First, the news of Delphi.
The Pension Benefit Guaranty Corp. agreed to take on $6.2 billion in pension liabilities from bankrupt auto supplier Delphi Corp., putting in place a key piece in the bailout of the car industry but renewing pressure on a government agency facing huge burdens as more companies fail.How does this impact Sears? From Lampert's March 06 Letter. (Read the bold if you are in a hurry)
The pension rescue is the PBGC's second-largest ever, ranked by dollars, after that of United Airlines in 2005, which totaled $7.5 billion. As a result, the government will take over payments for 70,000 workers and retirees that Delphi says it can't afford under its restructuring plan.
I thought it would be useful to share my thoughts on the status of Sears Holdings’ pension plan funding and more generally on the pension plan issues that the American economy is now confronting.
Sears Holdings has a very significant pension plan obligation. The Company’s current estimated U.S. pension liability – which includes both the Kmart Employee Pension Plan and the Sears Pension Plan – is roughly $6.1 billion (applying a 5.5% discount rate) and the combined pension assets are about $4.3 billion, which leaves a pre-tax shortfall of about $1.8 billion. While $1.8 billion is certainly a large number, there are three points I want to make about it:
§ First, the estimated pension liability (of Sears Holdings or of any company) is very sensitive to interest rates. A pension is a promise to pay benefits in the future. To estimate (in today’s dollars) what that promise represents, these projected future benefits are discounted back to today’s dollars using current interest rates. The lower the interest rate, the higher the estimated pension liability – and with interest rates currently near historic lows, the estimated pension liability for all companies is relatively high. If interest rates rise in the future, however, estimated pension liabilities will decline: in Sears Holdings’ case, we expect that a one-percentage-point increase in interest rates would reduce our plan’s liability and funding shortfall by approximately $750 million.
§ Second, Sears Holdings has the financial capacity to meet this pension obligation (as one can see based on our current cash position). Further, we are very focused on appropriately managing this liability to meet our obligations over time by conservatively managing the asset portfolio, and not using the portfolio or assumptions related to it to improve earnings, to chase better investment performance, or to do anything else that is disconnected from the goal of meeting the pension obligation.
§ Third, and most importantly, Sears Holdings is committed to honoring this obligation and has demonstrated that commitment. In bankruptcy, for example, Kmart could have attempted to “walk away” from its pension obligation like some other companies have. But it did not, instead opting to honor its obligation to associates and retirees. Over the past three years, moreover, Sears and Kmart have contributed $1.4 billion to their pension plans.

────

PROBLEMS
#1 According to the text on Delphi and Sears pensions, by about how much would a one-percentage-point rise in interest rates reduce Sears Holdings' pension liability and funding shortfall?
#2 Carry the text on Delphi and Sears pensions forward from its last sentence.

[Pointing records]
────

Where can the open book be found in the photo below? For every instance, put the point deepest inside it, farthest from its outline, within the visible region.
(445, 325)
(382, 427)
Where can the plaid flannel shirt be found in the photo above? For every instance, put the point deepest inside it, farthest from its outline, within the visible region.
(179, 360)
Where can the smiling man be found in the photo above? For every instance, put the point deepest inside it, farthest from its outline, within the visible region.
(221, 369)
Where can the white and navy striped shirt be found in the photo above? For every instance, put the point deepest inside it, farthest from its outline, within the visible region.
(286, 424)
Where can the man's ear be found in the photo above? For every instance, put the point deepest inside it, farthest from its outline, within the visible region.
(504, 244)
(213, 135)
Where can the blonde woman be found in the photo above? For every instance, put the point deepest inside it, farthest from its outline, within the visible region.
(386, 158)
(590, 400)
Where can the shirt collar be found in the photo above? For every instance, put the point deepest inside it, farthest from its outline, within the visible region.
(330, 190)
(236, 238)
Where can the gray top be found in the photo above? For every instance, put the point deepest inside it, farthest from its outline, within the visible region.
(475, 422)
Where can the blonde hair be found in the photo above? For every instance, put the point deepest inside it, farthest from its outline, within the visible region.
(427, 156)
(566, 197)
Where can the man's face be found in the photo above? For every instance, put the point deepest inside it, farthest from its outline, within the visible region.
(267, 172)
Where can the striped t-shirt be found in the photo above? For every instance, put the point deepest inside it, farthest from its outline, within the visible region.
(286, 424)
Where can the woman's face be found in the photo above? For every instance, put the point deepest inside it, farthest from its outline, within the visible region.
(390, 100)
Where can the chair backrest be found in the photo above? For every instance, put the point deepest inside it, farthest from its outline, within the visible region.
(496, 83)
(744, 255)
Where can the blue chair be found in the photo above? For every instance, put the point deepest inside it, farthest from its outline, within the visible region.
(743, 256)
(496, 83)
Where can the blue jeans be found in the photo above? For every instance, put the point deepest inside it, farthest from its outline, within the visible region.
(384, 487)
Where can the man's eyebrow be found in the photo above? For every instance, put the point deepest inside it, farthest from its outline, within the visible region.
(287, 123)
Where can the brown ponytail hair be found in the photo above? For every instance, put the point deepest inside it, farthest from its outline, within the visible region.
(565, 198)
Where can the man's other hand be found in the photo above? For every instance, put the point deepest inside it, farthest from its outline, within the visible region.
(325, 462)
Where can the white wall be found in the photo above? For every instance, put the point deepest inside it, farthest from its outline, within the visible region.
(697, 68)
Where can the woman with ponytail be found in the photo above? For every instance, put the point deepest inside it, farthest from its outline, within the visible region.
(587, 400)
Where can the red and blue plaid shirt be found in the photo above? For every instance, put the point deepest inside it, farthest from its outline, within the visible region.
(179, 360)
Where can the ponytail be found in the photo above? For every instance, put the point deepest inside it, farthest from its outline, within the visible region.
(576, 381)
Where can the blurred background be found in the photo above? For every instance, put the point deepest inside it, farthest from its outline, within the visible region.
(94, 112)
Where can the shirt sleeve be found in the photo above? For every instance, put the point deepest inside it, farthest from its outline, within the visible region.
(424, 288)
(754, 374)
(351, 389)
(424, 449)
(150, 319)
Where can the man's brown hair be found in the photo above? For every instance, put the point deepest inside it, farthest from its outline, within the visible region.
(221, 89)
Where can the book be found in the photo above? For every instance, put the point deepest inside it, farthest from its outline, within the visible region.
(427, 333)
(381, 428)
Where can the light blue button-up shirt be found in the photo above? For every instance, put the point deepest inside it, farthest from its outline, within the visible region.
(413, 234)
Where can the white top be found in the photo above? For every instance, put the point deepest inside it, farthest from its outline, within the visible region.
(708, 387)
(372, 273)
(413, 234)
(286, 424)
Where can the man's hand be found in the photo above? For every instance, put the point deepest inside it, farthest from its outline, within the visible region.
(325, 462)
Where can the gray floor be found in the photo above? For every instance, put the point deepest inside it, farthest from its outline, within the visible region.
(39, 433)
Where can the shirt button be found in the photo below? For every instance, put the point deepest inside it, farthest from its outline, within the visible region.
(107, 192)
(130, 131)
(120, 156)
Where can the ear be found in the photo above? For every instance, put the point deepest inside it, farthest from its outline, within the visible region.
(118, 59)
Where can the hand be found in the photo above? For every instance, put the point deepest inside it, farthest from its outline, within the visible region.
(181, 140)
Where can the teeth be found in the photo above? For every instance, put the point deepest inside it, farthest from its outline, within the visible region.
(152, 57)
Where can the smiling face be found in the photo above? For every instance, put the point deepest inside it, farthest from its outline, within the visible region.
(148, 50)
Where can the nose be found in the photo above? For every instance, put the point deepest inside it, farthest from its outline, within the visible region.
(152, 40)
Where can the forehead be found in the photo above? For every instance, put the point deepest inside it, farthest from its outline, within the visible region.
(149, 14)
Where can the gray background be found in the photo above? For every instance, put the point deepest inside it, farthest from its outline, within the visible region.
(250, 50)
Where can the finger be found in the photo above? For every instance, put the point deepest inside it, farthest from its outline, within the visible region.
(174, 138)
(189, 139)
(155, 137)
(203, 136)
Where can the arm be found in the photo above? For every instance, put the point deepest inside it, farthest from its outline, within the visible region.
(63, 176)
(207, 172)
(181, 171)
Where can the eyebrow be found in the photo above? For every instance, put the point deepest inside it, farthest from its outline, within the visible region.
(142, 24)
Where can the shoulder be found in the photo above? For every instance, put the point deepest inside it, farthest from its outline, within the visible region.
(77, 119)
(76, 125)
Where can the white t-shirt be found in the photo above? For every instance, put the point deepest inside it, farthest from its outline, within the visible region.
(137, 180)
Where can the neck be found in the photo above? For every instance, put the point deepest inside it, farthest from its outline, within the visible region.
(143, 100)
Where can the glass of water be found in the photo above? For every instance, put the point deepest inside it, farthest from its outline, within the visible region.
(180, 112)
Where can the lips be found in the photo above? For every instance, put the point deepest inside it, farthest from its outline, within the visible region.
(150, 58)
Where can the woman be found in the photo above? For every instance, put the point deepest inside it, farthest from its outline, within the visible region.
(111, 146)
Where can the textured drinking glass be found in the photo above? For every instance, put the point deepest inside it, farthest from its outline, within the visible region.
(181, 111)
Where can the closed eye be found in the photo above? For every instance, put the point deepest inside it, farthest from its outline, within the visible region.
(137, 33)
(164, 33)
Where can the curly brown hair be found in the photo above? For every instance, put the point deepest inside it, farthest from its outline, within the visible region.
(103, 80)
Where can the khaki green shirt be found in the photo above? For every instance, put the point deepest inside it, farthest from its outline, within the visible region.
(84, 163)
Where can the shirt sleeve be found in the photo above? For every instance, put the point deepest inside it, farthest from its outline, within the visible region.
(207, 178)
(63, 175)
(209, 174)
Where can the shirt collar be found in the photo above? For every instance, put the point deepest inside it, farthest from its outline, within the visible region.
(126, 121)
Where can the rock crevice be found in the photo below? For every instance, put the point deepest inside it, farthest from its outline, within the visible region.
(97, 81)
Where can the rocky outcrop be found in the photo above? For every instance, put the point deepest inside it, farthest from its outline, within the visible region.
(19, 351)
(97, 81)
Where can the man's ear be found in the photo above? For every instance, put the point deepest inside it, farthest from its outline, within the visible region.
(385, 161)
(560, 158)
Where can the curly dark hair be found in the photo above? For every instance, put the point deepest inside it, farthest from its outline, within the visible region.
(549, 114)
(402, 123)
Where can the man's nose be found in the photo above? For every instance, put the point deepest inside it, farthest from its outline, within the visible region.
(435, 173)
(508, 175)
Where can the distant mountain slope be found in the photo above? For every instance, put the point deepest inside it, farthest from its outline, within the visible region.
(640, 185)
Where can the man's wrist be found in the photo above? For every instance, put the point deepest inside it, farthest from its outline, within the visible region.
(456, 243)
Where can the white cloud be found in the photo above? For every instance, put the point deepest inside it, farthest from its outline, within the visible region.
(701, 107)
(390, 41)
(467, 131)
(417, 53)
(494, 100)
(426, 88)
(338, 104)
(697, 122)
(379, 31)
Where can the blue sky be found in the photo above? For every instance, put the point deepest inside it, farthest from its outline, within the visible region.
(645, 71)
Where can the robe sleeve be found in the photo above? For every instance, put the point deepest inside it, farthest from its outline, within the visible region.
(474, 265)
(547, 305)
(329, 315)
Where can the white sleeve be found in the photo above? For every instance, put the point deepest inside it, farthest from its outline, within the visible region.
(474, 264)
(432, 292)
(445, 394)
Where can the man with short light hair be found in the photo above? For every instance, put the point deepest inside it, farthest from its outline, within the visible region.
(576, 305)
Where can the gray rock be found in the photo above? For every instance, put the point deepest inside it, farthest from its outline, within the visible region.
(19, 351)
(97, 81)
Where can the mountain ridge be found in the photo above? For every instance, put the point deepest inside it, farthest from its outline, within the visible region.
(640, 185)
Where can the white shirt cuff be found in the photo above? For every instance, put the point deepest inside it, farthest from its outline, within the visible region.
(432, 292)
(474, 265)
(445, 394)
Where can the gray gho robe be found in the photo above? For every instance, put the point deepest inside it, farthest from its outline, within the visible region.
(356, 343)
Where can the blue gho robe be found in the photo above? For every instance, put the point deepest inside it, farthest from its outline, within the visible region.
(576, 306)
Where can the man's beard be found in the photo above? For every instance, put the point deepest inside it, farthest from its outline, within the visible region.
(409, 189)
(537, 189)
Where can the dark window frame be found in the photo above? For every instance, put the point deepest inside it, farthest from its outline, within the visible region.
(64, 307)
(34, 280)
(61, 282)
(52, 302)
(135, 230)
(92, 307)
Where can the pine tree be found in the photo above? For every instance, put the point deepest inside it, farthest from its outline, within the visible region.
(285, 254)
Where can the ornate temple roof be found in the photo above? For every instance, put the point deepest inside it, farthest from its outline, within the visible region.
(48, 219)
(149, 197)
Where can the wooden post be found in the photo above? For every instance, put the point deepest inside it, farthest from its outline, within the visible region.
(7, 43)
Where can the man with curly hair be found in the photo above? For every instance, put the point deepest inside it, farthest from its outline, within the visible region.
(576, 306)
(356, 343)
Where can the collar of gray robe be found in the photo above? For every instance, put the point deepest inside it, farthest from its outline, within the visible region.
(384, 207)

────

ANSWER LIST
#1 About $750 million.

#2
Because a pension is by its nature a long-term obligation, Sears Holdings’ intention is to fund our pension obligations in a measured, disciplined manner, much like the way most people pay for their homes through mortgages. Recent events, however, have complicated matters. As you know, a number of companies have defaulted on their pension plan obligations, and this has prompted two significant legislative changes. First, the premiums assessed by the Pension Benefit Guaranty Corporation (PBGC), which is in essence a government-mandated pension plan insurance program, are increasing. Second, pension funding relief rules, which were enacted because interest rates were at historic lows and would have threatened the liquidity of many companies, were allowed to expire.
The net result of these changes is a significant increase in pension costs for those companies – like Sears Holdings – that have pension plans. The annual PBGC premiums Sears Holdings pays will increase by nearly 60 percent, and we, like many other companies, will be required to increase our pension contribution by hundreds of millions of dollars over the next few years. And we still don’t know where the costs caused by legislative changes will ultimately end: a number of measures are pending in Congress and each would have onerous consequences to companies with defined benefit plans.
There are at least three problems with the recent wave of pension reform efforts. First, while the desire to ensure that retirees are protected if their former employer defaults on its obligations is an admirable and characteristically American one, the system for funding that pension insurance is outdated. Under the current system, the costs of providing that PBGC insurance are borne only by a subset of American businesses, namely those that offer (or have in the past offered) defined-benefit plans. This may have seemed sensible in an era when offering a defined-benefit plan was the norm for American businesses, but given the tendency in recent decades of employers to avoid the liabilities and regulations associated with defined-benefit plans, this system results in the burden of pension insurance being placed entirely on older companies, like Sears and Kmart, and not on more recently established companies. We are not against new competition; in fact, we welcome new competition as a way to force us to be more relevant to our customers. We believe, however, that if policymakers are going to attempt to redress the broad, structural problem of pension plan default in a way that burdens older American businesses and favors newer firms, then that policy decision (and its consequences to the American business landscape) should be made explicit and fully debated.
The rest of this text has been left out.